● TASKS TO PERFORM
[1] In the forum thread on wild hog removal, translate this sentence into Spanish: "we provide a free service to farmers and land owners to control and remove nuisance wild hogs."
[2] According to the forum thread on wild hog removal, which dogs does sr.corndog use?
[3] Resume the forum thread on wild hog removal from the point where it stops.

— START EXTRACT PROVIDED —

# Free Wild Hog Removal



## CUTTERS (Oct 5, 2004)

wild hogs population is growing rapidly in the state of fl. and ga. we provide a free service to farmers and land owners to control and remove nuisance wild hogs. HOG DOGS: the most reliable way to remove hogs,using speacially train dogs that find,bay and catch hogs alive.if you are interested in this FREE wild hog removal service,please contact "CUTTERS"  .  thank you. from our hog removal team


----------



## sr.corndog (Oct 5, 2004)

*free wild hog removal*

Good luck getting a nibble most hunters hate Howgs few ever call! Sorry! I hunt and catch also I use catahoulas and blackmouth curs!


----------



## CUTTERS (Oct 6, 2004)

sr.corndog said:
			
		

> Good luck getting a nibble most hunters hate Howgs few ever call! Sorry! I hunt and catch also I use catahoulas and blackmouth curs!


WELL SOMETIMES WHAT I DO IS VISIT FARMERS AND LAND OWNERS,AND MOST OF THEM WILL NOT LET YOU HUNT THE FIRST TIME,BUT IF YOU GO AND TALK TO THEM AND MAKE FRIENDS AND HELP THEM OUT IN THEIR FARM AND LET THEM GET TO KNOW YOU,THEN SOME WILL LET YOU DO IT,NOT MOST BUT ANY IS GOOD,I HAVE FRIENDS IN DUBLIN GA. AND IN MIDDLE GA. THAT CALL ME IF THEY HAVE ANY WILD HOG PROBLEMS,I GIVE THEM MEAT AND ALSO HELP WITH ANY WORK NEEDED AT THEIR FARM,SOMETIMES THAT PAYS OFF ,I HUNT BMC'S AND FL. CUR DOGS AND CATCH WITH EITHER BULLDOGS OR PITS,I LOVE HOG HUNTING,ITS A RUSH.LOL.CUTTERS


----------



## Toliver (Oct 9, 2004)

— END EXTRACT PROVIDED —
— START DATA LINES —

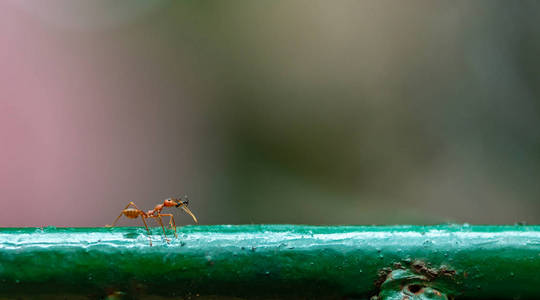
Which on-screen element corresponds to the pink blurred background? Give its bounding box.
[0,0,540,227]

— END DATA LINES —
— START DATA LINES —

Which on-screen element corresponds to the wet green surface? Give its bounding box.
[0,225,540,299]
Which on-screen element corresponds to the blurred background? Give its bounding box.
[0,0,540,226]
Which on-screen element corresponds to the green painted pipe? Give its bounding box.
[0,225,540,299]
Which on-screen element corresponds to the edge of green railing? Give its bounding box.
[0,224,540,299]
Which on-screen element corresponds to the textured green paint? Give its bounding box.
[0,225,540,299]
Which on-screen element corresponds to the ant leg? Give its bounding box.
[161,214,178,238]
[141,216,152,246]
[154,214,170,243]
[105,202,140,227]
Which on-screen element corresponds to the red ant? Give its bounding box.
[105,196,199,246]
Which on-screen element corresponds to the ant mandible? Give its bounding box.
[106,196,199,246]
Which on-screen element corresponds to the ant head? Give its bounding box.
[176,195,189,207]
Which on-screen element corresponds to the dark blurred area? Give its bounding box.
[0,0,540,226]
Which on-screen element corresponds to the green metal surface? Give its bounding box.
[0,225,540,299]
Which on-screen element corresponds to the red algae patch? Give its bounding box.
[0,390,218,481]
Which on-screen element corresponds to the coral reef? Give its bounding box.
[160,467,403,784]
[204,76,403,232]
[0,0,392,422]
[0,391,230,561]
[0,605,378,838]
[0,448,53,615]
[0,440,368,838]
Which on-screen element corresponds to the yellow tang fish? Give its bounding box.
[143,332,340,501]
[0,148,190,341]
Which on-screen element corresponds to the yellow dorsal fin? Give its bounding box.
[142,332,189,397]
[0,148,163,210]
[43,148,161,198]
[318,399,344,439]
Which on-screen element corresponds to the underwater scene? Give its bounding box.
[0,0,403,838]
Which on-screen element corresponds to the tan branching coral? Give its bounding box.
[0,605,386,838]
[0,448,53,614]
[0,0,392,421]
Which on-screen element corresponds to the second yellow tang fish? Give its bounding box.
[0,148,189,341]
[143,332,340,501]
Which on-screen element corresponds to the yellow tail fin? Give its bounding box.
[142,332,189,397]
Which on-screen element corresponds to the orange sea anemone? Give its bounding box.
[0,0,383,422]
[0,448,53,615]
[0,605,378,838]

— END DATA LINES —

● OUTPUTS IN ORDER
[1] Ofrecemos un servicio gratuito a agricultores y propietarios de tierras para controlar y retirar los cerdos salvajes que causan problemas.

[2] Catahoulas and blackmouth curs.

[3]
I can assure you guys that if I start getting a problem with hogs, this forum will be the first to know and y'all can fight amongst yourselves as to who's gonna go get the dang things.  Milkman better keep them rascals north of I-20!!  I DON'T WANN'EM!!!


----------



## CUTTERS (Oct 9, 2004)

Toliver said:
			
		

> I can assure you guys that if I start getting a problem with hogs, this forum will be the first to know and y'all can fight amongst yourselves as to who's gonna go get the dang things.  Milkman better keep them rascals north of I-20!!  I DON'T WANN'EM!!!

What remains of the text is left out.